▸ ВЫБРАННЫЙ ОТРЫВОК:

* * * *

Серый Карлик умел изъясняться по-немецки, хотя и с трудом, но вполне достаточно для бытового общения. Поэтому я пыталась расспрашивать его кое о чем из того, что встречалось нам по пути. Но оказалось, что он знает немногим больше меня, ведь он родился в Москве и никогда не был нигде дальше Свердловска. Но на этот раз он вместе с нами доедет до Владивостока. Его радость от того, что он сможет увидеть океанские лайнеры, была поистине трогательной, ведь ему никогда не приходилось видеть никаких морских судов, за исключением прогулочных катеров на Москве-реке.

* * * *

▸ ТЕКСТ ЗАДАНИЯ: Напечатайте выбранный отрывок целиком, слово в слово.

Данные для точечной локализации каждого объекта
* * * *

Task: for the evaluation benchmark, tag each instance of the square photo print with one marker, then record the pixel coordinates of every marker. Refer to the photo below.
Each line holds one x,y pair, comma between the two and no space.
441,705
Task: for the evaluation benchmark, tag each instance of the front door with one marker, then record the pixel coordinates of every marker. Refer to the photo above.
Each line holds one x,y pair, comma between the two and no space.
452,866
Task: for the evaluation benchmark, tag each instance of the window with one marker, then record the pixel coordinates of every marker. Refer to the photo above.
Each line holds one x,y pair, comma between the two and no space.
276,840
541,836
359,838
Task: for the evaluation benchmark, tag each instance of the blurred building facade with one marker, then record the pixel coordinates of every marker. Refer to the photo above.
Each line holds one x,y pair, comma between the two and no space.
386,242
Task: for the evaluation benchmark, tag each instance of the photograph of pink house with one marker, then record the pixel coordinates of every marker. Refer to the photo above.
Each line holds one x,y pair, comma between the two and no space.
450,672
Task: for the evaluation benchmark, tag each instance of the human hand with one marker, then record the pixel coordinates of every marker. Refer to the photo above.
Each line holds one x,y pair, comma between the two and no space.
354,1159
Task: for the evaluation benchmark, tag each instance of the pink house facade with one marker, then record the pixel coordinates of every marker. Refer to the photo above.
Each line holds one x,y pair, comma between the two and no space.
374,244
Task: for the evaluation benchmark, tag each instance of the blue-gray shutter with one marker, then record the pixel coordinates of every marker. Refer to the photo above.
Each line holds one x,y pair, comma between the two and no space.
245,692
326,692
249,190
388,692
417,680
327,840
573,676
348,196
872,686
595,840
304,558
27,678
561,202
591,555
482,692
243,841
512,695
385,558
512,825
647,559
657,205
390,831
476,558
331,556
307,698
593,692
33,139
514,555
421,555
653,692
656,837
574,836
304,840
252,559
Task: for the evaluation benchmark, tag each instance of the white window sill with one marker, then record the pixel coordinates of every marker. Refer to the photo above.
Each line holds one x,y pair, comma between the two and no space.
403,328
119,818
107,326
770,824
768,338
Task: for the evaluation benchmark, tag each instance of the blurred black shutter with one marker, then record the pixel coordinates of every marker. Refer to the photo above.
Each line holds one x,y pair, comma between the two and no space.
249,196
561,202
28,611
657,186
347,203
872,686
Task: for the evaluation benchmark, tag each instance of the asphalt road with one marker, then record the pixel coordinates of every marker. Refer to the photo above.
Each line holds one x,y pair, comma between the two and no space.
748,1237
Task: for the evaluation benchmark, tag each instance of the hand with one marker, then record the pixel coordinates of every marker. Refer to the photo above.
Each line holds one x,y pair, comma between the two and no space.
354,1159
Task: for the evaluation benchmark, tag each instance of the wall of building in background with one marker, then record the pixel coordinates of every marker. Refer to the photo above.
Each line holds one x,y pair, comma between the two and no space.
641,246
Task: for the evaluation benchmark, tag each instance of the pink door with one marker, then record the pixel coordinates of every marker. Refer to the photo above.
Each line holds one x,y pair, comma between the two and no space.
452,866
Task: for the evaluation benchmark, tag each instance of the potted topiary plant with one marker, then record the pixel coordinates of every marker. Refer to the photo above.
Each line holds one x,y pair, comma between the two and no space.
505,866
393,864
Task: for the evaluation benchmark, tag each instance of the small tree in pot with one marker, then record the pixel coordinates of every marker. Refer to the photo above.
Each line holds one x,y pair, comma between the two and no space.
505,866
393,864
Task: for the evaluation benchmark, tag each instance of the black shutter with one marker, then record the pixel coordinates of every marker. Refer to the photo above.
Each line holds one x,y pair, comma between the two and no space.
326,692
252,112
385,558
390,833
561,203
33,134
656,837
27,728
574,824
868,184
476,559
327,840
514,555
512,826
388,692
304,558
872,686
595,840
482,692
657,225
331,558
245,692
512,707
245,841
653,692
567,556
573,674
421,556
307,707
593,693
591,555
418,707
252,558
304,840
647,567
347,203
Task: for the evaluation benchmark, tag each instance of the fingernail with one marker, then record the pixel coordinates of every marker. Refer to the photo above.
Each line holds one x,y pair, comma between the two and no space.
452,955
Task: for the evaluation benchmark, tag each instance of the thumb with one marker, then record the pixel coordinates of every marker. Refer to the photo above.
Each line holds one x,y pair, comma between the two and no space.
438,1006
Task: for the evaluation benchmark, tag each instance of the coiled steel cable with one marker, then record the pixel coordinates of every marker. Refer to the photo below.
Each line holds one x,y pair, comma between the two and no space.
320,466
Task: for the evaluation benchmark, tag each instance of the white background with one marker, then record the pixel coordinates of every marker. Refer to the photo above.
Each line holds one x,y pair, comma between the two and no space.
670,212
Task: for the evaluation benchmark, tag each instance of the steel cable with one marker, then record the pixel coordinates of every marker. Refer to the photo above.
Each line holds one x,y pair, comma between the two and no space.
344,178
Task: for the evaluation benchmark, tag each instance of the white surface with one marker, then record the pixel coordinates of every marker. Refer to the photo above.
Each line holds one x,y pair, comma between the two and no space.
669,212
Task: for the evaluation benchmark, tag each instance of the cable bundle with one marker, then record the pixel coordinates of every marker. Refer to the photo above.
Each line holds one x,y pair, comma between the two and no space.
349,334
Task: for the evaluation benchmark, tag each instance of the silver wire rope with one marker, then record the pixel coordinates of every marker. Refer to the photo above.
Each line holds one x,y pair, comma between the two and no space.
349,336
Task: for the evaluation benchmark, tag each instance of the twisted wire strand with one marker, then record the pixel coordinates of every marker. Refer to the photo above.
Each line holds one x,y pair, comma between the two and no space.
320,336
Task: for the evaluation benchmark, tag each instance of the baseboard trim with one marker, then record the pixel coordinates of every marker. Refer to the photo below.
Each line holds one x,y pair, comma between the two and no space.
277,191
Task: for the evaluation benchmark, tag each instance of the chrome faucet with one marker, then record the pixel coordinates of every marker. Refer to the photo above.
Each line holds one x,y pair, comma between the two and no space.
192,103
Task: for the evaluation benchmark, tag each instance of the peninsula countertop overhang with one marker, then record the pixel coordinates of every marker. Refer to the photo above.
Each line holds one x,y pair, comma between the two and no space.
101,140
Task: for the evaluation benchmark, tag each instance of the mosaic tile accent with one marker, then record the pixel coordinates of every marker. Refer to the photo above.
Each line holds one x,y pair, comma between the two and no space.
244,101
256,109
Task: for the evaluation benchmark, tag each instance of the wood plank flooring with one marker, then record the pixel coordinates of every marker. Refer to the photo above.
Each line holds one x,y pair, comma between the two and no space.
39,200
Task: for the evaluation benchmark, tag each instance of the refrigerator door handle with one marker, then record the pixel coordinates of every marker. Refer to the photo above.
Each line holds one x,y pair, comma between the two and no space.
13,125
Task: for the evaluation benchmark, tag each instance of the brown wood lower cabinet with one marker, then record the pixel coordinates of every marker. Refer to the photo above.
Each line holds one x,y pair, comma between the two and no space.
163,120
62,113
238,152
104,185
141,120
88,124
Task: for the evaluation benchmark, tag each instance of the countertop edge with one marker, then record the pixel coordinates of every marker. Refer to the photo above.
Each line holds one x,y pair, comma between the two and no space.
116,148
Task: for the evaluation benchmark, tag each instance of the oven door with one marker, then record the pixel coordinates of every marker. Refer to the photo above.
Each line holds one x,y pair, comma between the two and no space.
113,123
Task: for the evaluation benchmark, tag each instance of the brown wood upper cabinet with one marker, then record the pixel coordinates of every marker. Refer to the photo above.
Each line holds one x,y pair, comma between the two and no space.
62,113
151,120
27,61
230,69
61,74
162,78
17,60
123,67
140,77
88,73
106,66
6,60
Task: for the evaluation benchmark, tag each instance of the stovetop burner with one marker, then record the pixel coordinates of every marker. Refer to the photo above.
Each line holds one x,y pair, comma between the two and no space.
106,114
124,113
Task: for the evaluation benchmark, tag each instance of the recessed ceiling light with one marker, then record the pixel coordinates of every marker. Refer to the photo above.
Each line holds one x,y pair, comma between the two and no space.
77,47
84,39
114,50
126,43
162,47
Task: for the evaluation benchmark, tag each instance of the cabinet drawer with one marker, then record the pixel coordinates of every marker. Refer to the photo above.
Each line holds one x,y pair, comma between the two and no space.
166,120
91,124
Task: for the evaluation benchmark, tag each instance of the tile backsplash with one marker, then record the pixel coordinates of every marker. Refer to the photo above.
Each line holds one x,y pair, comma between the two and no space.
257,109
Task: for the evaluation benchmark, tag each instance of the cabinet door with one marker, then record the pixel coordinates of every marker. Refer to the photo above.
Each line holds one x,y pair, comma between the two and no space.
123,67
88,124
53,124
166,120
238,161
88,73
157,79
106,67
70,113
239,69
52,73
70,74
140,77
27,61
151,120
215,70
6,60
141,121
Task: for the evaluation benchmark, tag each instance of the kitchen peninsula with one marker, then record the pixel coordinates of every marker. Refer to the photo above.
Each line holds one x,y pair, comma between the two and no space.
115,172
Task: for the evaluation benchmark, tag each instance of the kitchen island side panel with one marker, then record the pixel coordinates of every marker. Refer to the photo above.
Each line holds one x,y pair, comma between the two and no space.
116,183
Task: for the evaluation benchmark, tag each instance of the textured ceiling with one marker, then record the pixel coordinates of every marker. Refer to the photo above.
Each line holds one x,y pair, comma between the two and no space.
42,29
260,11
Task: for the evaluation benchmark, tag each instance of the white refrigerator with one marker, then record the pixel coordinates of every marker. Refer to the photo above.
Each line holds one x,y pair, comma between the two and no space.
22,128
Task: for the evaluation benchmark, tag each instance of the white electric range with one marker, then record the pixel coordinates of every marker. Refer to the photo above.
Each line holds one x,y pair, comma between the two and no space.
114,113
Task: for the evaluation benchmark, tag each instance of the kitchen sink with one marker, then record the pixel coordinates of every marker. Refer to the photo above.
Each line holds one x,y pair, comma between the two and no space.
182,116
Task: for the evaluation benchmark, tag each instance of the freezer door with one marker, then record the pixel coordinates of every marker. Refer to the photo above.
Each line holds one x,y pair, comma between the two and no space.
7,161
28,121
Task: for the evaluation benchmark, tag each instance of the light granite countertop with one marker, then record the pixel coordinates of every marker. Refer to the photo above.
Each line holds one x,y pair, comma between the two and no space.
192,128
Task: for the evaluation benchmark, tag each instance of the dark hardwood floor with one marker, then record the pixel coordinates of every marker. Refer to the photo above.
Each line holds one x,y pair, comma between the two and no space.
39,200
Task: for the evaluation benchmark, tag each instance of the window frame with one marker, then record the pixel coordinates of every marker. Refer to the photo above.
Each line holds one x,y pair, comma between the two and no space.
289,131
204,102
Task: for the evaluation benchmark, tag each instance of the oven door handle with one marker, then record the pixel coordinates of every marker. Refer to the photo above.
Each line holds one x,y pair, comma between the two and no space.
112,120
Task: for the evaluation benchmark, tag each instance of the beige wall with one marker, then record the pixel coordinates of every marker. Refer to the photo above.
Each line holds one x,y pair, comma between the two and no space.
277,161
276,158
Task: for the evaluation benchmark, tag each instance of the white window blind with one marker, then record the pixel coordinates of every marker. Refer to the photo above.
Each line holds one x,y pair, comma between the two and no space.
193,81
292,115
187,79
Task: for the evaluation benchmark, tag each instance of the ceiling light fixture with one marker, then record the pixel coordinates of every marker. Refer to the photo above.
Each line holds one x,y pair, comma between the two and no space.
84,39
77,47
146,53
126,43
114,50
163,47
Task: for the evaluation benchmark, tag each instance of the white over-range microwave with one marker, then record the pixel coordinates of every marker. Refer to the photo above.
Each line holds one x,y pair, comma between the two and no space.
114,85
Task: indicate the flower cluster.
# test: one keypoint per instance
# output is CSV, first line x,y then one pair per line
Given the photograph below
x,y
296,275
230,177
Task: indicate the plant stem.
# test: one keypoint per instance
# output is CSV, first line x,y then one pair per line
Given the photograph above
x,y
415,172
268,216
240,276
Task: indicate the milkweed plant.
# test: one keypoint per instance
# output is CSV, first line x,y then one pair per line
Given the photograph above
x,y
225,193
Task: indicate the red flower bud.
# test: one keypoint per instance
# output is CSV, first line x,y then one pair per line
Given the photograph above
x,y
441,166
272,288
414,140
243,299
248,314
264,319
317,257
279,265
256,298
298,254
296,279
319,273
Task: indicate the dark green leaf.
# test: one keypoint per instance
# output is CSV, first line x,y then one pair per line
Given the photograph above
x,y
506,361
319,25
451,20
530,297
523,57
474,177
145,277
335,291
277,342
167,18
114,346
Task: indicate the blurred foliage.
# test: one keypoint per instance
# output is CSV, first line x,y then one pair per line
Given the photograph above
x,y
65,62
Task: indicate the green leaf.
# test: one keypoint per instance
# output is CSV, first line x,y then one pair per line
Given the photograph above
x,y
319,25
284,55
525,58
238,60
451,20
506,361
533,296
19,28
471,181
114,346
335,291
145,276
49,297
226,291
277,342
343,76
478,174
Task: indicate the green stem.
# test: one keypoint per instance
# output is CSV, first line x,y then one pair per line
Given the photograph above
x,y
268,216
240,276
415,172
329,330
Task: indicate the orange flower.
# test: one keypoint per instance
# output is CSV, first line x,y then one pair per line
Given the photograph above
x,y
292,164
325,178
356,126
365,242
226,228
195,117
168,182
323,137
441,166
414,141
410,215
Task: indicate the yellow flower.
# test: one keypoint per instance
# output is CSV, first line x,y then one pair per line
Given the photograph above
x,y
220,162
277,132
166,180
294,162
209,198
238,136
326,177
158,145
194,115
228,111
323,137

* * * *

▸ РЕШЕНИЕ ЗАДАЧИ:
Серый Карлик умел изъясняться по-немецки, хотя и с трудом, но вполне достаточно для бытового общения. Поэтому я пыталась расспрашивать его кое о чем из того, что встречалось нам по пути. Но оказалось, что он знает немногим больше меня, ведь он родился в Москве и никогда не был нигде дальше Свердловска. Но на этот раз он вместе с нами доедет до Владивостока. Его радость от того, что он сможет увидеть океанские лайнеры, была поистине трогательной, ведь ему никогда не приходилось видеть никаких морских судов, за исключением прогулочных катеров на Москве-реке.